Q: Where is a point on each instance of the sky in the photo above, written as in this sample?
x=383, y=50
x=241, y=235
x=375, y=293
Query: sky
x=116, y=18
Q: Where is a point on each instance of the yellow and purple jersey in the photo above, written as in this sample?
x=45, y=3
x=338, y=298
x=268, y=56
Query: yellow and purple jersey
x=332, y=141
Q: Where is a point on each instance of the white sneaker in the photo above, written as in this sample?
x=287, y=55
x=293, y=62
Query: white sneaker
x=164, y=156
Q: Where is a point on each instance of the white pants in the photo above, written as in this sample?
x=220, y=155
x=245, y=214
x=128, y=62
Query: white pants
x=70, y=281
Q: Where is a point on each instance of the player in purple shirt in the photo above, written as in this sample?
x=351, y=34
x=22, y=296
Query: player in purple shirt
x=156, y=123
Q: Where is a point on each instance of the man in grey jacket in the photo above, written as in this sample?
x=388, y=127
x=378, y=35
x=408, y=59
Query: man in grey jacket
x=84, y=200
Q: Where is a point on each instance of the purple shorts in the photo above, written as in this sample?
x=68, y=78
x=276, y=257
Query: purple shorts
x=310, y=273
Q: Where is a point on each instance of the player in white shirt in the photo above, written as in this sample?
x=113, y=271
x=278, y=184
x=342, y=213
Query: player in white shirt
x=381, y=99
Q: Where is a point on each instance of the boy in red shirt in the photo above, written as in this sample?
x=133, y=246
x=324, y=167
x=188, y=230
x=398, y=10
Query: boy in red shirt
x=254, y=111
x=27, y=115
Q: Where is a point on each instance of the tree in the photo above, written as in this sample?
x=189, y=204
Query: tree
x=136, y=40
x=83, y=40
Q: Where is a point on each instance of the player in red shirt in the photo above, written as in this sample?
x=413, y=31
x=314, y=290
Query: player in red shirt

● **Instructions for the task**
Reply with exactly the lines above from the one that contains "x=408, y=59" through the final line of the material, and with nothing else.

● **Response area**
x=408, y=59
Query: man in grey jacket
x=84, y=200
Q: Where is a point on each instance of the purple shorts in the photo above, written as in this sample?
x=68, y=78
x=276, y=257
Query: purple shorts
x=310, y=273
Q: Where is a point on each instance of the player in white shirt in the photo above, written as in this sample?
x=113, y=271
x=278, y=184
x=342, y=213
Query: player in white shirt
x=381, y=99
Q: Where is a point on each instance of the boy in red shirt in the photo above, written as in this sample?
x=133, y=246
x=324, y=167
x=188, y=230
x=398, y=10
Query: boy in red shirt
x=254, y=111
x=27, y=115
Q: Where is a point on each instance of the tree in the photo above, written as in this sample?
x=189, y=204
Query: tree
x=136, y=40
x=83, y=40
Q: Where is a point on each instance of the player in red shirt in the photo above, written as in this sample?
x=413, y=31
x=314, y=290
Query: player in red shirt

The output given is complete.